WRITTEN INSTRUCTION → Return each line of the data below that contains the word "oven", treating uppercase and lowercase letters as distinct.

++++ PROVIDED MATERIAL ++++

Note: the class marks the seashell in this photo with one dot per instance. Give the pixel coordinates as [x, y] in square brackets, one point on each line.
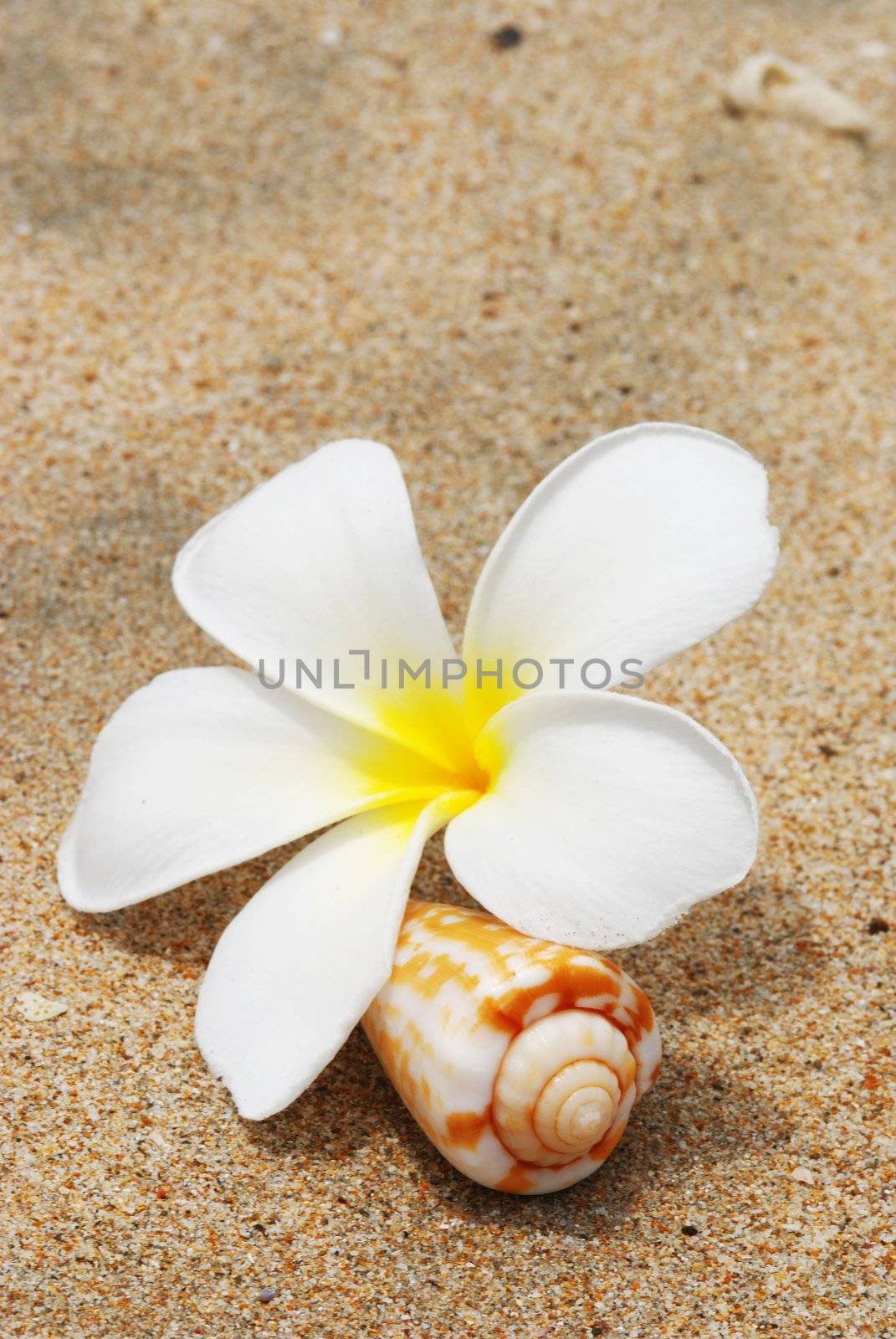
[521, 1059]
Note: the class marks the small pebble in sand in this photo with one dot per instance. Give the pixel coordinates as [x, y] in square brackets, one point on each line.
[38, 1008]
[506, 37]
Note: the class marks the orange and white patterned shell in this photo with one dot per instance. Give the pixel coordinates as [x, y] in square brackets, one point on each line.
[521, 1059]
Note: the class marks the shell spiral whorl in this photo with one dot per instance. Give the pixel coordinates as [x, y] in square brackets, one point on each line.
[520, 1058]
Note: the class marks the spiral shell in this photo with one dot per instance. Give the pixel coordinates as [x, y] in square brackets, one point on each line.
[521, 1059]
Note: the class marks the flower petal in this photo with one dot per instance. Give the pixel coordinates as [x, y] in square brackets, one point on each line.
[635, 548]
[298, 967]
[204, 769]
[607, 818]
[315, 564]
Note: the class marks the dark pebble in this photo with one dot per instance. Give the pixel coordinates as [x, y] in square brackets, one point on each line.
[506, 38]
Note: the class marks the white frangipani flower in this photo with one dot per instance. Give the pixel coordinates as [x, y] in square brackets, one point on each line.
[586, 817]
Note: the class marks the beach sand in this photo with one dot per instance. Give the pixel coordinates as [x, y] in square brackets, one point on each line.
[229, 233]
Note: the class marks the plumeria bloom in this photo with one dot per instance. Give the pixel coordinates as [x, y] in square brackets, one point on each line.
[593, 818]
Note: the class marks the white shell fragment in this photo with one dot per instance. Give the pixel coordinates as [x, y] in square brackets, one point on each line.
[520, 1058]
[37, 1008]
[777, 86]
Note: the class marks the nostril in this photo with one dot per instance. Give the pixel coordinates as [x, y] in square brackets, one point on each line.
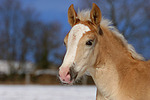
[67, 74]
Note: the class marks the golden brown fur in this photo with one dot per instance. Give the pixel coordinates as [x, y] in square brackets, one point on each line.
[118, 71]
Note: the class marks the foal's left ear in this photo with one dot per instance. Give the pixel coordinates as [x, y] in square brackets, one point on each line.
[72, 15]
[95, 15]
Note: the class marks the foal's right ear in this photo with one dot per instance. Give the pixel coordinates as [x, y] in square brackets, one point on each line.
[72, 15]
[95, 15]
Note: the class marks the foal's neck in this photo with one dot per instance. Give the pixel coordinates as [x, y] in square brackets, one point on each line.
[112, 56]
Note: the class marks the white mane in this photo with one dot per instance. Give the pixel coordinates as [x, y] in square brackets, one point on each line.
[84, 15]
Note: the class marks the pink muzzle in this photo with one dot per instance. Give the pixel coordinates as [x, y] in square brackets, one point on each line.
[64, 74]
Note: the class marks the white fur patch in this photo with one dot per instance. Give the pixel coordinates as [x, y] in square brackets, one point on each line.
[75, 35]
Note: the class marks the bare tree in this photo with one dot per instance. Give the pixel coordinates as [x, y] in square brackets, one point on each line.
[131, 17]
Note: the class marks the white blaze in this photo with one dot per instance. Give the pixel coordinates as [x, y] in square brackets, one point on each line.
[75, 35]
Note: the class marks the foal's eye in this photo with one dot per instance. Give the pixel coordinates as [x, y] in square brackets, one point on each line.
[64, 43]
[89, 42]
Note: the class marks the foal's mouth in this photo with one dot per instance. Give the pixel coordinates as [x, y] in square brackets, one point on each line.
[73, 76]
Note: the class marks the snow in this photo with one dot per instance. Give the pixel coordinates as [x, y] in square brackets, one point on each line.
[40, 92]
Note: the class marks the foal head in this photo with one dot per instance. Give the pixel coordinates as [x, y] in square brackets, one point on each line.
[81, 43]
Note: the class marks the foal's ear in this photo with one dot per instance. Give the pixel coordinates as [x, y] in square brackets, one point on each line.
[72, 15]
[95, 15]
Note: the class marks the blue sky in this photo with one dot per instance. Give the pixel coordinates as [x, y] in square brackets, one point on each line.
[55, 11]
[52, 10]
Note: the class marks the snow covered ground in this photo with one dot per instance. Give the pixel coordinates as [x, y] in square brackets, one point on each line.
[40, 92]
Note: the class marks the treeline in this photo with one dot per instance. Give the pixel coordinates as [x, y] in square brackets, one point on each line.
[23, 37]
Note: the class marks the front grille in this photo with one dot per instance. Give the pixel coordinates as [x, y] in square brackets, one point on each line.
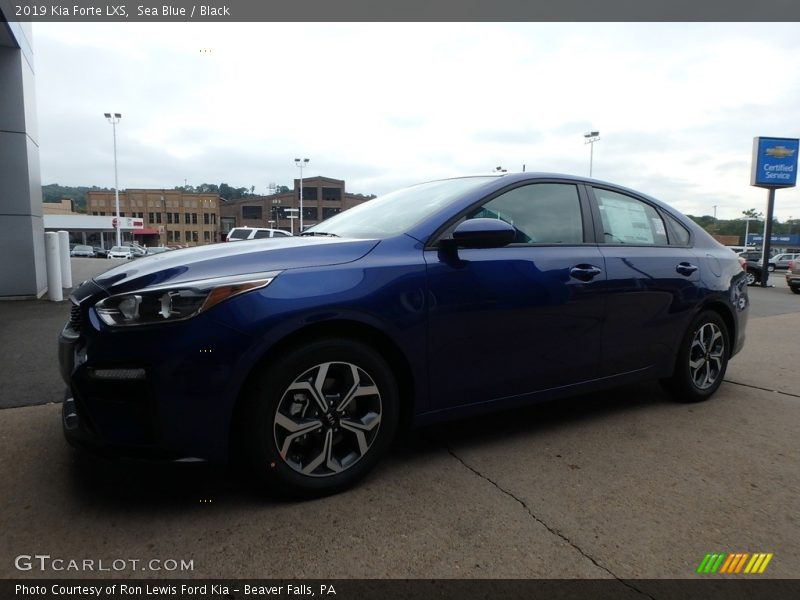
[75, 318]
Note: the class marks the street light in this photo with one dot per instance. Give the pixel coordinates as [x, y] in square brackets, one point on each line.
[291, 216]
[301, 163]
[591, 138]
[114, 120]
[747, 228]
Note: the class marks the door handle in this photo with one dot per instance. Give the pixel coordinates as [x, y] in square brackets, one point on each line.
[584, 272]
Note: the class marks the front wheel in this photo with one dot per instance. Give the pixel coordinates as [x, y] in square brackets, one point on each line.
[318, 419]
[702, 359]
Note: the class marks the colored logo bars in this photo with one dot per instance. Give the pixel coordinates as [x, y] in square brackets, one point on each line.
[720, 562]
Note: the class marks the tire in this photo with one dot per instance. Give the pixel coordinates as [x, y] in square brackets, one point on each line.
[702, 360]
[304, 431]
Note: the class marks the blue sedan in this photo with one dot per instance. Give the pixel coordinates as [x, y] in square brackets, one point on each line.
[304, 355]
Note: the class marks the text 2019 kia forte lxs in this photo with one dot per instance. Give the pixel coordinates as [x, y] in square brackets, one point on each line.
[441, 300]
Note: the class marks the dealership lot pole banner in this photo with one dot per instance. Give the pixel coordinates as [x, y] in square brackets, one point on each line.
[774, 167]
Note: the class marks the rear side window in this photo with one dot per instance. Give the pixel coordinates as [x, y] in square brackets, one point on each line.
[678, 234]
[627, 220]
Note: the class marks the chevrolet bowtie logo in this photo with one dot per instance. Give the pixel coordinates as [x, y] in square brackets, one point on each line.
[779, 152]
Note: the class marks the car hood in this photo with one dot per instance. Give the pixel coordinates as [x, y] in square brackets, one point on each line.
[234, 258]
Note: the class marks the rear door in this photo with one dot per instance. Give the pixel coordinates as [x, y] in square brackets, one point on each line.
[651, 284]
[506, 322]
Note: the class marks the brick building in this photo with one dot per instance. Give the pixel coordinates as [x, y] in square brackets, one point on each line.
[323, 197]
[172, 217]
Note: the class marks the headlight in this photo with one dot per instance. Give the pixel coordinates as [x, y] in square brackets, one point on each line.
[177, 302]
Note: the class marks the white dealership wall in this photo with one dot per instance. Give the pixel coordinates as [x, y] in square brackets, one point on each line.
[22, 266]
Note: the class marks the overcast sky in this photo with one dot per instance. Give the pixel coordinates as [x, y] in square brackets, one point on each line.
[387, 105]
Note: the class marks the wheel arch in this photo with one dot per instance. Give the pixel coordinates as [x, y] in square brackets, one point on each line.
[343, 329]
[726, 314]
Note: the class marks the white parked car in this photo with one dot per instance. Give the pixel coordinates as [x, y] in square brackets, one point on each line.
[254, 233]
[120, 252]
[781, 261]
[85, 251]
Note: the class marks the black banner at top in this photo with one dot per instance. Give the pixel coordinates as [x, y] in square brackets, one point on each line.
[144, 11]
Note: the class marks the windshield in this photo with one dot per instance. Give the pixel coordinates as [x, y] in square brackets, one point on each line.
[239, 234]
[397, 212]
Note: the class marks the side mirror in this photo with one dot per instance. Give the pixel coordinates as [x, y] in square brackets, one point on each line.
[483, 233]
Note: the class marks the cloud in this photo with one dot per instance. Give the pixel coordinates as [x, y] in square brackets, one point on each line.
[388, 105]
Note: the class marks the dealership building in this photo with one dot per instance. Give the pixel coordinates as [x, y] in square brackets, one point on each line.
[22, 264]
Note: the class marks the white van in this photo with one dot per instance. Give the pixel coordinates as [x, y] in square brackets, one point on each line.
[238, 234]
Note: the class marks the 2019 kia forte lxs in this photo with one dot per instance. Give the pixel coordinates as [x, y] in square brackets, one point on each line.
[438, 301]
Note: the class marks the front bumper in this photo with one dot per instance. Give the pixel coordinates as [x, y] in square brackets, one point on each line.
[149, 394]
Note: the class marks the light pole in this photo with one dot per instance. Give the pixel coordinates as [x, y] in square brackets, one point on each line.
[591, 138]
[747, 229]
[301, 163]
[114, 120]
[292, 215]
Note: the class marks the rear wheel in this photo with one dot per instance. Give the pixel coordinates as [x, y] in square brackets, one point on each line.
[318, 419]
[702, 360]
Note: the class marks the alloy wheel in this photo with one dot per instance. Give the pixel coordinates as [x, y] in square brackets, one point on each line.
[707, 356]
[327, 419]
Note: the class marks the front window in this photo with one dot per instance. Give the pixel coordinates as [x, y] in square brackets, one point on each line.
[397, 212]
[542, 213]
[627, 220]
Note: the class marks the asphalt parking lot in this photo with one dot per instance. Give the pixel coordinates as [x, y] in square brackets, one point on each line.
[625, 484]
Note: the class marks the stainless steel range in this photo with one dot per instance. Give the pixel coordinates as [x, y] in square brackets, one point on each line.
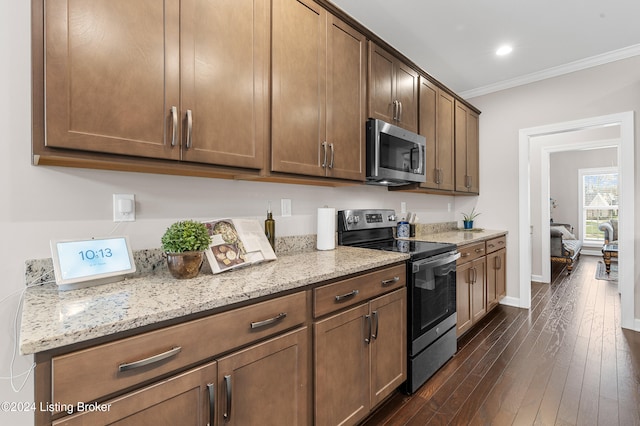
[431, 282]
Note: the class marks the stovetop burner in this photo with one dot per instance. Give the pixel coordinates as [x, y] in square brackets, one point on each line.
[374, 229]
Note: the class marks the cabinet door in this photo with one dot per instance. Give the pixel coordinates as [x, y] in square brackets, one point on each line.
[467, 149]
[461, 128]
[225, 81]
[299, 31]
[407, 88]
[342, 366]
[496, 277]
[184, 399]
[346, 109]
[389, 344]
[478, 289]
[429, 93]
[381, 87]
[464, 277]
[473, 152]
[445, 141]
[266, 384]
[112, 76]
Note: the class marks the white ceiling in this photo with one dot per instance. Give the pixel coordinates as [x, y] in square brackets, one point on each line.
[455, 40]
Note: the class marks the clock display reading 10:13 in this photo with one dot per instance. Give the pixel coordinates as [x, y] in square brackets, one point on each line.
[95, 254]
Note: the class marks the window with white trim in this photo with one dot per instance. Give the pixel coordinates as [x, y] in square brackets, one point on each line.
[598, 201]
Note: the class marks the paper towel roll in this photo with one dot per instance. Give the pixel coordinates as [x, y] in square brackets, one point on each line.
[326, 235]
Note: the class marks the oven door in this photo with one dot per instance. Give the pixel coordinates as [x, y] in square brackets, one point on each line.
[432, 299]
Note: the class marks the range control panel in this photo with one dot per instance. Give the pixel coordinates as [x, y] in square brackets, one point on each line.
[351, 220]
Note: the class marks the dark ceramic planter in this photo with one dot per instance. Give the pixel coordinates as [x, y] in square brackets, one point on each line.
[185, 265]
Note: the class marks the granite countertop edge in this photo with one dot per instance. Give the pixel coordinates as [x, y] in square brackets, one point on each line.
[52, 319]
[459, 237]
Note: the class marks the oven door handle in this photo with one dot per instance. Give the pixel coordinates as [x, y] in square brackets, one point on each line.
[438, 261]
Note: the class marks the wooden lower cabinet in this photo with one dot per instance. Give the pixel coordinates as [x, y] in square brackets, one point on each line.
[360, 358]
[183, 399]
[266, 384]
[496, 277]
[481, 280]
[470, 293]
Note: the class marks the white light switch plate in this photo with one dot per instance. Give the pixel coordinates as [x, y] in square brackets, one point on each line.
[124, 207]
[285, 207]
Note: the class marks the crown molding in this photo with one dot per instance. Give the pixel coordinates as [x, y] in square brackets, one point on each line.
[593, 61]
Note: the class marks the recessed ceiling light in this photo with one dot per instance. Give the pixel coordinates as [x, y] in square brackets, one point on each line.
[504, 50]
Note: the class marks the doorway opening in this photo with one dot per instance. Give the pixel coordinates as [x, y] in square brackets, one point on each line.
[527, 147]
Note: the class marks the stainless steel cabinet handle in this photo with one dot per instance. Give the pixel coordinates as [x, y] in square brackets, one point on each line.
[324, 160]
[332, 155]
[212, 403]
[367, 318]
[279, 317]
[374, 335]
[386, 283]
[227, 414]
[189, 128]
[152, 359]
[346, 296]
[174, 125]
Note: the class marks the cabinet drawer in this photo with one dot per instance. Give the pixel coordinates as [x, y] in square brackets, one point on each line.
[496, 244]
[470, 252]
[92, 373]
[349, 292]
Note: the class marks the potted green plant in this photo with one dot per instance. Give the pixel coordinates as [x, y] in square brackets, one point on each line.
[184, 243]
[468, 218]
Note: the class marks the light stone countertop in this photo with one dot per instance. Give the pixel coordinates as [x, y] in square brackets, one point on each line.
[458, 237]
[53, 319]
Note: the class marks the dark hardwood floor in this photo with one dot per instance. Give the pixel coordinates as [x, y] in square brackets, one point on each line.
[564, 362]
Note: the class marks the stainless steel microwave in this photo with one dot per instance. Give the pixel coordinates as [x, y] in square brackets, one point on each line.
[395, 156]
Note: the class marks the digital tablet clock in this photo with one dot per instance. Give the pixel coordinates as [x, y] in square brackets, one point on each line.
[83, 263]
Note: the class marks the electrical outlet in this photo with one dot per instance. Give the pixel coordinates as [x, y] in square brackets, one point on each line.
[124, 207]
[285, 207]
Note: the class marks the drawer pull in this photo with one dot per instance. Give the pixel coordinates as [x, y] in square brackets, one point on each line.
[227, 414]
[374, 334]
[386, 283]
[346, 296]
[367, 339]
[212, 403]
[152, 359]
[269, 321]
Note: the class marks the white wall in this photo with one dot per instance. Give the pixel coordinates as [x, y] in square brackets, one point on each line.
[40, 203]
[607, 89]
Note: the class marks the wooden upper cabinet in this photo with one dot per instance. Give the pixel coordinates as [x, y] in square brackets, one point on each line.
[346, 100]
[159, 79]
[393, 89]
[437, 126]
[467, 149]
[225, 81]
[112, 76]
[318, 99]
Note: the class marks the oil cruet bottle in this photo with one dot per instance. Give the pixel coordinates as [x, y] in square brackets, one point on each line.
[270, 228]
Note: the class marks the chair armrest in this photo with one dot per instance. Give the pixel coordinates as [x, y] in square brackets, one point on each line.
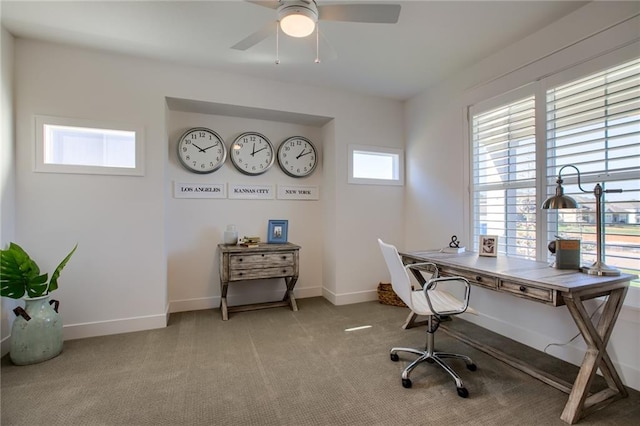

++++

SOLVED PROBLEM →
Note: the class marks the oven door in this photo with one dot per instance. Give the pixel coordinates as [x, y] in square brackets, one point on each line.
Note: the class marks the oven door handle in this photo with one dot per instance. Give the pixel coordinates as [x, y] in square brackets, one point on each line.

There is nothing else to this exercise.